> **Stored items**
═══

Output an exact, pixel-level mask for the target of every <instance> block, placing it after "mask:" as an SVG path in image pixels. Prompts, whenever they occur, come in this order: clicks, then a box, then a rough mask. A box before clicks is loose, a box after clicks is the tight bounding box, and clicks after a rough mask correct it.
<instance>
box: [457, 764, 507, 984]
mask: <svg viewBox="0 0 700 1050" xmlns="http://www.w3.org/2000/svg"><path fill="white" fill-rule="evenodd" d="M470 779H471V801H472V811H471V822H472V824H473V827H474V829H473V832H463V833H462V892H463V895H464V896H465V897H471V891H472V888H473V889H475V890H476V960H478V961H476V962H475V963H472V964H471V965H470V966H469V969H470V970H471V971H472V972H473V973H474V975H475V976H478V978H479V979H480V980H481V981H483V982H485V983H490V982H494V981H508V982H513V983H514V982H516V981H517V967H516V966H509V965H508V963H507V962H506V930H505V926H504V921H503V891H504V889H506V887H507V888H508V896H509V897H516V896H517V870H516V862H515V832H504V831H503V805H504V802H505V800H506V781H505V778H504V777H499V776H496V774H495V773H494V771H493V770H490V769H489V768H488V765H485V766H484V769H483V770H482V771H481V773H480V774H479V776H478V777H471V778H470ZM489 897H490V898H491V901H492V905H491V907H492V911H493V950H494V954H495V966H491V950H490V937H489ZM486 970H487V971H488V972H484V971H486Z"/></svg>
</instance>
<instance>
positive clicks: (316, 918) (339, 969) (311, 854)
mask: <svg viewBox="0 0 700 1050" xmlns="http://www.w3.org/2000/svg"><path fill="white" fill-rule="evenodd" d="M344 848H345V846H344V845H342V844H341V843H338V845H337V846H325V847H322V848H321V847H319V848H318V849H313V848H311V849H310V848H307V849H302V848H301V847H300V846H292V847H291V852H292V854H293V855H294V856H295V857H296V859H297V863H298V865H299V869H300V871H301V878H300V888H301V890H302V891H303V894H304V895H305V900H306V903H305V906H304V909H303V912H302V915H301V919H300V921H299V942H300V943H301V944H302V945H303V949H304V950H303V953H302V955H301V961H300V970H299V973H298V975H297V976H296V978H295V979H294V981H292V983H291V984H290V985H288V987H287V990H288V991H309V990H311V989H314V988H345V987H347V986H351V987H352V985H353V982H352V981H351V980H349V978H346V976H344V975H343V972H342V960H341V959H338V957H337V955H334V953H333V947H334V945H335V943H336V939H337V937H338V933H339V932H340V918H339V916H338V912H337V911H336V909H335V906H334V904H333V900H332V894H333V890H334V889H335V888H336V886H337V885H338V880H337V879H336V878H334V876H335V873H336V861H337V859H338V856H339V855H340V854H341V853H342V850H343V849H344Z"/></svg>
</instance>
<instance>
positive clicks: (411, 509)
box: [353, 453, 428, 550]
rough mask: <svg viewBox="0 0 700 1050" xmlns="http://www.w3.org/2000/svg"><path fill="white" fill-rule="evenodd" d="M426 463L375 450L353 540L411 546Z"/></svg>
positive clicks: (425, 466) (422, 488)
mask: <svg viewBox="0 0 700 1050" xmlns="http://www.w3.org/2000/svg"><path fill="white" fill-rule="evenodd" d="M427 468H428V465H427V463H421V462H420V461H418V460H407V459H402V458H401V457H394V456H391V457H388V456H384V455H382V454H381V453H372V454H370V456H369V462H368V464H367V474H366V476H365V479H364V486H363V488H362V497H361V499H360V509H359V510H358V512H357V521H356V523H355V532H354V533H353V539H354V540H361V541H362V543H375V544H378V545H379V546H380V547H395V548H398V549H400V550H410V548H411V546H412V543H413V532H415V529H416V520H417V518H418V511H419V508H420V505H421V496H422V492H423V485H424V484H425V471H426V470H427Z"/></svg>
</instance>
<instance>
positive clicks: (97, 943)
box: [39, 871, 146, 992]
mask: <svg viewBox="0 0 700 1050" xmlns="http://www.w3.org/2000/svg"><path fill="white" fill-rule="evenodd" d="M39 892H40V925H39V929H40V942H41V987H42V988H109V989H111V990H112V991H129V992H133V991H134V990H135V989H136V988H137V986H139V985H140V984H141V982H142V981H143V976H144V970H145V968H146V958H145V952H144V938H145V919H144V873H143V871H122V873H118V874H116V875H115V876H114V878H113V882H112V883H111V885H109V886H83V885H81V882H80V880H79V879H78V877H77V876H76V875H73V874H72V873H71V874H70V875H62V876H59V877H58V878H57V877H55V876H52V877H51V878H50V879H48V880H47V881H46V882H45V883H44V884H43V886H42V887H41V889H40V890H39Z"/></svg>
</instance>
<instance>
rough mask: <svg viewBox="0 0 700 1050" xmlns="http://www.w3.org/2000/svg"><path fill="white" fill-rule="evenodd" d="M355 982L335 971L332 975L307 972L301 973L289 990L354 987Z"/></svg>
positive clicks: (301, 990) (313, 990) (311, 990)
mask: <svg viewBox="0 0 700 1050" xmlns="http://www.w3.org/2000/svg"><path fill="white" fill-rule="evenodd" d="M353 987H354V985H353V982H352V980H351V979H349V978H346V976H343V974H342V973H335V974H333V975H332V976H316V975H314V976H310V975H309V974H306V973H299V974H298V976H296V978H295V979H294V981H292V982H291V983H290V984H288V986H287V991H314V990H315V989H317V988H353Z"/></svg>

═══

> **How to complete this task**
In this exercise, the data above is to be printed exactly.

> **Expected answer**
Output an exact, pixel-level mask for the target of every <instance> block, placing it after "mask:" as an SVG path in image pixels. Prompts, whenever they occur, come in this order: clicks, then a box, then a rough mask. A box before clicks is loose, a box after clicks is the tight bounding box, and clicks after a rough mask correct it.
<instance>
box: [457, 764, 507, 984]
mask: <svg viewBox="0 0 700 1050" xmlns="http://www.w3.org/2000/svg"><path fill="white" fill-rule="evenodd" d="M470 779H471V801H472V811H471V822H472V824H473V827H474V829H473V832H463V833H462V892H463V895H464V896H465V897H471V891H472V888H473V889H475V890H476V960H478V961H476V962H475V963H472V964H471V965H470V966H469V969H470V970H471V971H472V972H473V973H474V975H475V976H478V978H479V979H480V980H481V981H483V982H485V983H490V982H494V981H508V982H513V983H514V982H516V981H517V967H516V966H509V965H508V963H507V962H506V930H505V926H504V921H503V891H504V889H506V887H507V888H508V896H509V897H516V896H517V870H516V862H515V832H504V831H503V805H504V802H505V800H506V781H505V778H504V777H499V776H496V774H495V773H494V771H493V770H490V769H489V768H488V765H485V766H484V769H483V770H482V771H481V773H480V774H479V776H478V777H471V778H470ZM489 897H490V898H491V901H492V905H491V907H492V911H493V950H494V954H495V966H491V950H490V937H489ZM486 970H487V971H488V972H484V971H486Z"/></svg>
</instance>
<instance>
positive clicks: (316, 918) (339, 969) (311, 854)
mask: <svg viewBox="0 0 700 1050" xmlns="http://www.w3.org/2000/svg"><path fill="white" fill-rule="evenodd" d="M344 848H345V846H344V845H342V844H341V843H338V845H337V846H325V847H322V848H321V847H319V848H318V849H313V848H311V849H310V848H307V849H302V848H301V847H300V846H292V847H291V852H292V854H293V855H294V856H295V857H296V859H297V863H298V865H299V869H300V871H301V878H300V888H301V890H302V891H303V894H304V895H305V900H306V903H305V906H304V909H303V912H302V915H301V919H300V921H299V942H300V943H301V944H302V945H303V949H304V950H303V953H302V955H301V961H300V970H299V973H298V975H297V976H296V978H295V979H294V981H292V983H291V984H290V985H288V987H287V990H288V991H309V990H311V989H314V988H345V987H347V986H351V987H352V985H353V982H352V981H351V980H349V978H346V976H344V975H343V972H342V960H341V959H338V957H337V955H334V953H333V947H334V945H335V943H336V939H337V937H338V933H339V932H340V918H339V916H338V912H337V911H336V909H335V906H334V904H333V900H332V894H333V890H334V889H335V888H336V886H337V885H338V880H337V879H336V878H334V876H335V873H336V861H337V859H338V856H339V855H340V854H341V853H342V850H343V849H344Z"/></svg>
</instance>
<instance>
positive clicks: (411, 509)
box: [353, 453, 428, 550]
rough mask: <svg viewBox="0 0 700 1050" xmlns="http://www.w3.org/2000/svg"><path fill="white" fill-rule="evenodd" d="M426 463L375 450L353 540L411 546Z"/></svg>
positive clicks: (425, 466) (422, 488)
mask: <svg viewBox="0 0 700 1050" xmlns="http://www.w3.org/2000/svg"><path fill="white" fill-rule="evenodd" d="M427 468H428V465H427V463H421V462H420V461H418V460H407V459H402V458H401V457H394V456H391V457H388V456H384V455H382V454H381V453H372V454H370V456H369V462H368V464H367V474H366V476H365V479H364V486H363V488H362V497H361V499H360V509H359V510H358V512H357V521H356V523H355V532H354V533H353V539H354V540H361V541H362V543H375V544H378V545H379V546H380V547H395V548H398V549H400V550H410V548H411V546H412V543H413V532H415V529H416V520H417V518H418V511H419V508H420V505H421V496H422V492H423V485H424V484H425V471H426V470H427Z"/></svg>
</instance>
<instance>
positive clicks: (97, 943)
box: [39, 871, 146, 992]
mask: <svg viewBox="0 0 700 1050" xmlns="http://www.w3.org/2000/svg"><path fill="white" fill-rule="evenodd" d="M39 892H40V925H39V929H40V942H41V987H42V988H109V989H111V990H112V991H129V992H133V991H134V990H135V989H136V988H137V986H139V985H140V984H141V982H142V981H143V976H144V970H145V968H146V958H145V952H144V938H145V919H144V873H143V871H122V873H118V874H116V875H115V876H114V878H113V882H112V883H111V885H109V886H83V885H81V882H80V880H79V879H78V877H77V876H76V875H73V874H72V873H71V874H70V875H62V876H59V877H58V878H57V877H55V876H52V877H51V878H50V879H48V880H47V881H46V882H45V883H44V884H43V886H42V887H41V889H40V890H39Z"/></svg>
</instance>
<instance>
rough mask: <svg viewBox="0 0 700 1050" xmlns="http://www.w3.org/2000/svg"><path fill="white" fill-rule="evenodd" d="M355 982L335 971L332 975L307 972L301 973L289 990L354 987Z"/></svg>
positive clicks: (301, 990) (313, 990) (311, 990)
mask: <svg viewBox="0 0 700 1050" xmlns="http://www.w3.org/2000/svg"><path fill="white" fill-rule="evenodd" d="M353 987H354V985H353V982H352V980H351V979H349V978H346V976H343V974H342V973H335V974H333V975H332V976H316V975H314V976H310V975H309V974H306V973H299V974H298V976H296V978H295V979H294V981H292V982H291V983H290V984H288V986H287V991H314V990H315V989H317V988H353Z"/></svg>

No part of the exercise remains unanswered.